Problem: Copy out all of the entries exactly as they appear.

Given data:
######

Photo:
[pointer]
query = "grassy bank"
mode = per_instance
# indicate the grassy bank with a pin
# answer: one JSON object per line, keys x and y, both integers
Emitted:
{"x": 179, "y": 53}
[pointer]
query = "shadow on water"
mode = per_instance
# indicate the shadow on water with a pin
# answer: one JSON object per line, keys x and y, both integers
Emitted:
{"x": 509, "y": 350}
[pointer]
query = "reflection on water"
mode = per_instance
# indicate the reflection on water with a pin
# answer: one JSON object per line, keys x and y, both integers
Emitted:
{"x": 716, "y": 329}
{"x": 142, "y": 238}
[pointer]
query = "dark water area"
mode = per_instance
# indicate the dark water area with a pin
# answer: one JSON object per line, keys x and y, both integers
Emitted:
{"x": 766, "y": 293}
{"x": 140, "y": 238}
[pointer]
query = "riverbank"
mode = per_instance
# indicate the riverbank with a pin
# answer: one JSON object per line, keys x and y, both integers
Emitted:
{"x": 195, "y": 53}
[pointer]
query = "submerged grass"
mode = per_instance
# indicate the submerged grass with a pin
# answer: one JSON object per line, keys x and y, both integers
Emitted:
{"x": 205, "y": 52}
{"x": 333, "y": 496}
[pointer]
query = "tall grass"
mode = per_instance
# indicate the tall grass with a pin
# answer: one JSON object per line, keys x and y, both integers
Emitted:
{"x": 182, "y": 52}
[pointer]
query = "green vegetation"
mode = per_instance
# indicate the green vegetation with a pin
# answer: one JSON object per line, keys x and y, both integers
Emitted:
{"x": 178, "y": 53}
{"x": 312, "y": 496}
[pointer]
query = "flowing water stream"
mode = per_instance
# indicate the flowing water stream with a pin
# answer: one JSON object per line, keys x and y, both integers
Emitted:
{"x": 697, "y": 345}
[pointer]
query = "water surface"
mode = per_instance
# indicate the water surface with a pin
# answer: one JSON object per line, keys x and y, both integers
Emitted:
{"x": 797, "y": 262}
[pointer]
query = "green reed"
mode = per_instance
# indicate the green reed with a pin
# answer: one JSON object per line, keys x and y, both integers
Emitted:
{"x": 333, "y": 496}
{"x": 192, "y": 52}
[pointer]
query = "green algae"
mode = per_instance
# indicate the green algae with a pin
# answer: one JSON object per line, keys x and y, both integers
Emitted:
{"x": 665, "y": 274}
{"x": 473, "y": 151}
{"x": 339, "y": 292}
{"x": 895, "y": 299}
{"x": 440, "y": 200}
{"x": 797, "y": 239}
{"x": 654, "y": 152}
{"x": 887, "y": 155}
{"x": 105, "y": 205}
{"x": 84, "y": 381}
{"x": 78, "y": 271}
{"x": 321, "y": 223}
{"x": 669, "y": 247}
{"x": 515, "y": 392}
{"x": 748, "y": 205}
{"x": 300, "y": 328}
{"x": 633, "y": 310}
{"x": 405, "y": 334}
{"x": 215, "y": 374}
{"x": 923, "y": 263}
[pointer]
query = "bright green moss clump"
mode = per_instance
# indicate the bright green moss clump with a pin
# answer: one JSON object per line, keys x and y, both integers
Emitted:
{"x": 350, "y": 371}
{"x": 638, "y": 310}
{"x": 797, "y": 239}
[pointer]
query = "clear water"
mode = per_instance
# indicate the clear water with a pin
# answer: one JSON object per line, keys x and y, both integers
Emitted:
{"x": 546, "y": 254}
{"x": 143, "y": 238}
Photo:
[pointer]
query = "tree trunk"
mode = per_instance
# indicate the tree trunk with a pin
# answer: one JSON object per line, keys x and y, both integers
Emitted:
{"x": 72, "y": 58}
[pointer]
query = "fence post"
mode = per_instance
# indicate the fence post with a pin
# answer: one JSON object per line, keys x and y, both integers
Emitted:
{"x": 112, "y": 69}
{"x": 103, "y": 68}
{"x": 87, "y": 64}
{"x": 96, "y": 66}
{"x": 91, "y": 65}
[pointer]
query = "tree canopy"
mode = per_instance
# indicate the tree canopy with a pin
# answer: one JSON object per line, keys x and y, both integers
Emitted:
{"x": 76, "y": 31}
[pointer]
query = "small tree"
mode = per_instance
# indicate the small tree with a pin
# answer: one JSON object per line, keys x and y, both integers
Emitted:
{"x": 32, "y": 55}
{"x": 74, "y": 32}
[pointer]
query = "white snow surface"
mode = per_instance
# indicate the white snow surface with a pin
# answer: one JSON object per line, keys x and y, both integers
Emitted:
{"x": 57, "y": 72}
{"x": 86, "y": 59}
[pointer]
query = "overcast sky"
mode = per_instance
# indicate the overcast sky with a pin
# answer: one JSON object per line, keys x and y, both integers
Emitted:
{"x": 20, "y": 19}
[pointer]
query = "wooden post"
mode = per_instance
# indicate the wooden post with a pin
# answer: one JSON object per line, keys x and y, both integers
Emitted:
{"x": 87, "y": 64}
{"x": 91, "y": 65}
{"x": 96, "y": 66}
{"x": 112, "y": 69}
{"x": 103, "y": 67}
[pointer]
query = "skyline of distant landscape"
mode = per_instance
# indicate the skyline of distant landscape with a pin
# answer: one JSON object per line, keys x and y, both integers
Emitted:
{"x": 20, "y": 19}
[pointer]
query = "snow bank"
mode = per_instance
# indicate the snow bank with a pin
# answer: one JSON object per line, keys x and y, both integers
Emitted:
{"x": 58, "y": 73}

######

Exercise result:
Photo:
[pointer]
query = "grassy bank"
mode = per_instance
# indicate the grassy bank with a pin
# answer: one JSON object per line, keys x and y, both integers
Emitted:
{"x": 179, "y": 53}
[pointer]
query = "shadow on water"
mode = per_instance
# indicate the shadow on water with a pin
# answer: one JSON object per line, keys x and y, both integers
Emitted:
{"x": 509, "y": 350}
[pointer]
query = "reflection on water"
mode = per_instance
# indicate the reflection on water with a pin
# answer: one JSON object per line, keys x and y, both integers
Emitted:
{"x": 716, "y": 329}
{"x": 142, "y": 238}
[pointer]
query = "dark water area"
mode = per_instance
# indicate the dark water area with a pin
# answer: one JSON object per line, keys x and y, both integers
Emitted:
{"x": 766, "y": 293}
{"x": 140, "y": 238}
[pointer]
query = "riverbank"
mode = per_instance
# indicate the riverbank with a pin
# answer: one JSON object per line, keys x and y, both integers
Emitted:
{"x": 195, "y": 53}
[pointer]
query = "submerged grass"
mode = per_instance
# indicate the submerged grass with a pin
# answer: one JSON object per line, keys x and y, both integers
Emitted:
{"x": 205, "y": 52}
{"x": 333, "y": 496}
[pointer]
query = "tall grass"
mode = per_instance
# indicate the tall grass with a pin
# answer: one JSON object per line, keys x and y, both integers
Emitted:
{"x": 182, "y": 52}
[pointer]
query = "green vegetation"
mode = per_instance
# indicate the green vegetation with a pin
# answer: one JSON object per line, keys x and y, both integers
Emitted:
{"x": 178, "y": 53}
{"x": 312, "y": 496}
[pointer]
query = "flowing water stream"
mode = per_instance
# indicate the flowing water stream with a pin
# answer: one JSON object per line, keys x and y, both integers
Emitted:
{"x": 697, "y": 345}
[pointer]
query = "water surface"
mode = per_instance
# indicate the water surface with a pin
# answer: one JSON object per line, keys x and y, both integers
Emitted:
{"x": 797, "y": 262}
[pointer]
query = "green reed"
mode = per_instance
# indicate the green reed with a pin
# answer: one JSON object per line, keys x and y, both integers
Emitted:
{"x": 333, "y": 496}
{"x": 192, "y": 52}
[pointer]
query = "green algae"
mode = per_instance
# indicate the green algae with a pin
# answer: one JSON object per line, keys x and y, both integers
Emitted:
{"x": 665, "y": 274}
{"x": 473, "y": 151}
{"x": 339, "y": 292}
{"x": 895, "y": 299}
{"x": 440, "y": 200}
{"x": 797, "y": 239}
{"x": 654, "y": 152}
{"x": 887, "y": 155}
{"x": 105, "y": 205}
{"x": 84, "y": 381}
{"x": 78, "y": 271}
{"x": 321, "y": 223}
{"x": 669, "y": 247}
{"x": 515, "y": 392}
{"x": 748, "y": 205}
{"x": 300, "y": 328}
{"x": 633, "y": 310}
{"x": 405, "y": 334}
{"x": 215, "y": 374}
{"x": 923, "y": 263}
[pointer]
query = "bright green moss clump"
mode = per_instance
# indicate the bright green moss clump with a pin
# answer: one JSON object per line, keys x and y, both integers
Emitted:
{"x": 350, "y": 371}
{"x": 638, "y": 310}
{"x": 797, "y": 239}
[pointer]
query = "clear water"
mode = per_instance
# indicate the clear water with a pin
# answer: one JSON object per line, keys x and y, both integers
Emitted:
{"x": 546, "y": 254}
{"x": 143, "y": 238}
Photo:
[pointer]
query = "tree trunk"
mode = per_instance
# indicate the tree trunk with a pin
# answer: one JSON object per line, keys x and y, both integers
Emitted:
{"x": 72, "y": 58}
[pointer]
query = "fence post"
mode = per_instance
# indicate the fence post with a pin
# answer: one JSON object per line, keys x and y, both integers
Emitted:
{"x": 112, "y": 69}
{"x": 103, "y": 68}
{"x": 87, "y": 64}
{"x": 96, "y": 66}
{"x": 91, "y": 65}
[pointer]
query = "tree canopy"
mode = per_instance
# indicate the tree canopy with a pin
# answer: one JSON object per line, keys x and y, both integers
Emitted:
{"x": 76, "y": 31}
[pointer]
query = "small tree"
mode = per_instance
# indicate the small tree with a pin
# answer: one JSON object per line, keys x and y, both integers
Emitted:
{"x": 32, "y": 55}
{"x": 74, "y": 32}
[pointer]
query = "white snow surface"
mode = per_instance
# indicate the white snow surface with a pin
# answer: one JSON object per line, keys x and y, both integers
Emitted:
{"x": 57, "y": 72}
{"x": 86, "y": 59}
[pointer]
query = "overcast sky"
mode = per_instance
# indicate the overcast sky with a pin
# answer: one JSON object per line, keys x and y, both integers
Emitted:
{"x": 20, "y": 19}
[pointer]
query = "wooden post"
mode = per_instance
# indicate the wooden post with a pin
# answer: one JSON object per line, keys x and y, both integers
Emitted:
{"x": 87, "y": 64}
{"x": 91, "y": 65}
{"x": 96, "y": 66}
{"x": 112, "y": 69}
{"x": 103, "y": 67}
[pointer]
query = "skyline of distant landscape"
mode = per_instance
# indicate the skyline of distant landscape with a pin
# answer: one JSON object per line, keys x and y, both integers
Emitted:
{"x": 20, "y": 19}
[pointer]
query = "snow bank"
mode = per_instance
# indicate the snow bank with a pin
# answer: one JSON object per line, keys x and y, both integers
Emitted:
{"x": 58, "y": 73}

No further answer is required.